• **REQUIRED WORK**
Count the lines in the records below that contain the string "stone", and give only that number.

• **GIVEN DATA**
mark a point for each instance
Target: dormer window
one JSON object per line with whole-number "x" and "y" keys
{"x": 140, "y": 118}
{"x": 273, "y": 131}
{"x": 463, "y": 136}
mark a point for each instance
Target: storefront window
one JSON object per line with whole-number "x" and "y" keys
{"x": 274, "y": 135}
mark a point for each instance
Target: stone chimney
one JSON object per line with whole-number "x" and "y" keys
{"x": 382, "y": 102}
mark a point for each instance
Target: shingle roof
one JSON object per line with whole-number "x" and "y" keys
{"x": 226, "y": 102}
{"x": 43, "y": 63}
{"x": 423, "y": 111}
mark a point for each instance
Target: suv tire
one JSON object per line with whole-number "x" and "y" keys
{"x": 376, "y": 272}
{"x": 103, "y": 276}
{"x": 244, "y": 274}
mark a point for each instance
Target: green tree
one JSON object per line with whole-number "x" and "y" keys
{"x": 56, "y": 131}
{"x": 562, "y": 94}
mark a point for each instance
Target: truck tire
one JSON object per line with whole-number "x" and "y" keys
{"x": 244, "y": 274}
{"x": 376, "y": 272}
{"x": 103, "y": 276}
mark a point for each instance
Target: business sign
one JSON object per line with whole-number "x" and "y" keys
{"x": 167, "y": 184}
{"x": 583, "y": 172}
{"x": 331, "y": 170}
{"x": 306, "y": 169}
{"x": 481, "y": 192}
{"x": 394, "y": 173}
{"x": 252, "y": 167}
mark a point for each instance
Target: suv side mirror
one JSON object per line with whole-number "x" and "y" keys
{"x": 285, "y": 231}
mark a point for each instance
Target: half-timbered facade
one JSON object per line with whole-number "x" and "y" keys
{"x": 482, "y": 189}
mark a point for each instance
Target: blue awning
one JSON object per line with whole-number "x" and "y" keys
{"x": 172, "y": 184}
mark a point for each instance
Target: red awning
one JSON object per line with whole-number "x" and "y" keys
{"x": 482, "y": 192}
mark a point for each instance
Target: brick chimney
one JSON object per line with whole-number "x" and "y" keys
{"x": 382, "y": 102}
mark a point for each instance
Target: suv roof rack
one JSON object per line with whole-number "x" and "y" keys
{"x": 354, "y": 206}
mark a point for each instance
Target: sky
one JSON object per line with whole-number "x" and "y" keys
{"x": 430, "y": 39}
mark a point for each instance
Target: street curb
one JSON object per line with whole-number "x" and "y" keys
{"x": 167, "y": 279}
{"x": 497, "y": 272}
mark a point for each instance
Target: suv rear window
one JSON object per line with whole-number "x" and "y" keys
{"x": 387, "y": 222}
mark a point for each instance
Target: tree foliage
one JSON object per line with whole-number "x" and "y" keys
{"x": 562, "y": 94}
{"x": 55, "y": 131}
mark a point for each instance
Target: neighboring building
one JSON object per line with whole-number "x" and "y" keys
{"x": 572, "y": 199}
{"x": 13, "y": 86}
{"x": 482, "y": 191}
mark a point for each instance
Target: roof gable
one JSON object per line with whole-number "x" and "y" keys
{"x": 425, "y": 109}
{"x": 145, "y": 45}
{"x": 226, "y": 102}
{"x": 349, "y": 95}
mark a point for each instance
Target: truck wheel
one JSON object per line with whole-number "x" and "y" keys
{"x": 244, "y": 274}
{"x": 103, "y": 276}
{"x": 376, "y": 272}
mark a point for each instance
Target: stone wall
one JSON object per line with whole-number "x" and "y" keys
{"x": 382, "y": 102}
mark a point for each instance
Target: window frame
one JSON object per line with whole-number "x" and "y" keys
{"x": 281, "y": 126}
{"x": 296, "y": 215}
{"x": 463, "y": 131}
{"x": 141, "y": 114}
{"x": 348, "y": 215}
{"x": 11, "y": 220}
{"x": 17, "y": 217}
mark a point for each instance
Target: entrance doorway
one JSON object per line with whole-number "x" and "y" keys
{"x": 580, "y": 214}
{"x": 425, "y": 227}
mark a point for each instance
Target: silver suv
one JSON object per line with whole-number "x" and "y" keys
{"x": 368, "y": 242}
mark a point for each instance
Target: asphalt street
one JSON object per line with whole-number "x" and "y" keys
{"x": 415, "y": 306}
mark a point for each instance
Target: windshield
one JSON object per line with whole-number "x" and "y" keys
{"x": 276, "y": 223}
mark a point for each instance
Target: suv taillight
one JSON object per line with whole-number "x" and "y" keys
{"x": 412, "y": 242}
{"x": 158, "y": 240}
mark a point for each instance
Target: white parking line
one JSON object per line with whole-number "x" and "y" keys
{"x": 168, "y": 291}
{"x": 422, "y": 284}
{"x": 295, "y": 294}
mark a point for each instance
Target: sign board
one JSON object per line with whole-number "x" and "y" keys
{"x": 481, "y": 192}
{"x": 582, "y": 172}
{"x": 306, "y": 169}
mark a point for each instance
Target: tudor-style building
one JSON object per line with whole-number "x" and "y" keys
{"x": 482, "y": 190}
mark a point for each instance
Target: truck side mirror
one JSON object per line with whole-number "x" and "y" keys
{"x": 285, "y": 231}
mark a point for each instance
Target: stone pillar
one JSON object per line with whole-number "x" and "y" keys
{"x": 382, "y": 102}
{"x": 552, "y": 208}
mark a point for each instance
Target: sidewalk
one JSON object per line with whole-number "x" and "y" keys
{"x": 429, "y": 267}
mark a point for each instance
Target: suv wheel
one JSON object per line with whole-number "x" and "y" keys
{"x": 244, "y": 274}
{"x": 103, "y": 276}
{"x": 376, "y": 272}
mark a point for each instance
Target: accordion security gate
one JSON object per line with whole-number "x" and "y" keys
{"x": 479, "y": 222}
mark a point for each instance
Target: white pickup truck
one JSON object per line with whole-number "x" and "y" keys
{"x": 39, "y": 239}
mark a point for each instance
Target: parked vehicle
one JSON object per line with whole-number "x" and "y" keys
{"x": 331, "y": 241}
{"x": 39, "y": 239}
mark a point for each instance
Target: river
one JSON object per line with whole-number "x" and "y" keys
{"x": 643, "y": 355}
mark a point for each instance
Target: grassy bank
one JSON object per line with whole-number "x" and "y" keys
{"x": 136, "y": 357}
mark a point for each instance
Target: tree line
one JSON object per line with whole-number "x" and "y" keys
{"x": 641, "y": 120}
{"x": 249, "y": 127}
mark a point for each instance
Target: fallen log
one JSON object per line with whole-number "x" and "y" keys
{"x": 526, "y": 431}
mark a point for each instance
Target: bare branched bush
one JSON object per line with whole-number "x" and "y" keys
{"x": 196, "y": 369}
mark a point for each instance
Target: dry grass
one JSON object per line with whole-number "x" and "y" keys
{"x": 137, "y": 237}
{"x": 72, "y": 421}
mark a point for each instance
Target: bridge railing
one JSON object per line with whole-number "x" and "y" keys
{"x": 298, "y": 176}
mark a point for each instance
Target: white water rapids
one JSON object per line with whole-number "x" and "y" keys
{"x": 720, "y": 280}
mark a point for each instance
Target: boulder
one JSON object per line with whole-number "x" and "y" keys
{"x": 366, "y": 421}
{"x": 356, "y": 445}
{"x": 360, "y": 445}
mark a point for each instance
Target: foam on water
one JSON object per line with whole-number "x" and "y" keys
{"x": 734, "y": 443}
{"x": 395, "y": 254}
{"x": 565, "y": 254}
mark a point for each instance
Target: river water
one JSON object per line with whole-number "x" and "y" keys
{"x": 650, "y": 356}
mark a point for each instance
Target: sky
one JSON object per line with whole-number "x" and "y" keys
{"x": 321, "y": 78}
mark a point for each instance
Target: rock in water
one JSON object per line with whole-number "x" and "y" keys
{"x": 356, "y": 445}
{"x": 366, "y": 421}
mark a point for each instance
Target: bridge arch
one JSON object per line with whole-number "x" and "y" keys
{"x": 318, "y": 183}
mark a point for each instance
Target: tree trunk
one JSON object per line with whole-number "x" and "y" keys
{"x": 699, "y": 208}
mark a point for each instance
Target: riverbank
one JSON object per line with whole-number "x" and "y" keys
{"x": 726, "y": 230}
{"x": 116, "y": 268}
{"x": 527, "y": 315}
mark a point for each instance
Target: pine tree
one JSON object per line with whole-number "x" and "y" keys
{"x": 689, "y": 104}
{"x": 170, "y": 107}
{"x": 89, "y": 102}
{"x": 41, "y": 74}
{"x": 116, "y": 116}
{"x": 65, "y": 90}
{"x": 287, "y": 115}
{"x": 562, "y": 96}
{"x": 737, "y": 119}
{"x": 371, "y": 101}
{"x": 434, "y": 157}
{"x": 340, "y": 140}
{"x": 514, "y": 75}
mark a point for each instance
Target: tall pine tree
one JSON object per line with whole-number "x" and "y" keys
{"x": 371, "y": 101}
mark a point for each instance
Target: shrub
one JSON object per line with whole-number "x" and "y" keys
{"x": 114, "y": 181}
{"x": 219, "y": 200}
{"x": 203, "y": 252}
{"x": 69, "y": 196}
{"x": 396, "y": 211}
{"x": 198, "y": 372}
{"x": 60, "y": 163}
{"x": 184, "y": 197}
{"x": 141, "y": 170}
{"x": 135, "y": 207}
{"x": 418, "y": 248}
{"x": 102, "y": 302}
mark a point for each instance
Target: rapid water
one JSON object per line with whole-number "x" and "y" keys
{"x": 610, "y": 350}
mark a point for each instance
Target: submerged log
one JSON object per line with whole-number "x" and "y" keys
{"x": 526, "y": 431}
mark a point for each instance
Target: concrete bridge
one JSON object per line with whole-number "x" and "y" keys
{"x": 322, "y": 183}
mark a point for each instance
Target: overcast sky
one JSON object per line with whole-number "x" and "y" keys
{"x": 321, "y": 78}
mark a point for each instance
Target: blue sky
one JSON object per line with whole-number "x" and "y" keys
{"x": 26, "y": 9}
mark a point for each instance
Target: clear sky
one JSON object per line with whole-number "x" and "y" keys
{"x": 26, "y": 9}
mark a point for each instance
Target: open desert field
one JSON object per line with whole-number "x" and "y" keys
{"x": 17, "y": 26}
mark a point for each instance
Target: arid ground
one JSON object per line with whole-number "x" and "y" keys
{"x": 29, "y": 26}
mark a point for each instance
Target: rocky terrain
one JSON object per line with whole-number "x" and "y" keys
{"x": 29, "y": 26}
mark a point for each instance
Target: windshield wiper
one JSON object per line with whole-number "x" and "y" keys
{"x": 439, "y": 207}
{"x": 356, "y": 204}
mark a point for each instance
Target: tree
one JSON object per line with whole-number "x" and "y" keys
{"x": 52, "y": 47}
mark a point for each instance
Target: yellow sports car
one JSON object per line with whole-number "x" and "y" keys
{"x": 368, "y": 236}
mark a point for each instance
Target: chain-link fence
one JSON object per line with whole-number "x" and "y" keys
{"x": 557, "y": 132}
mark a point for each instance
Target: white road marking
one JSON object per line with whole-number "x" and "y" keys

• **FINISHED TASK**
3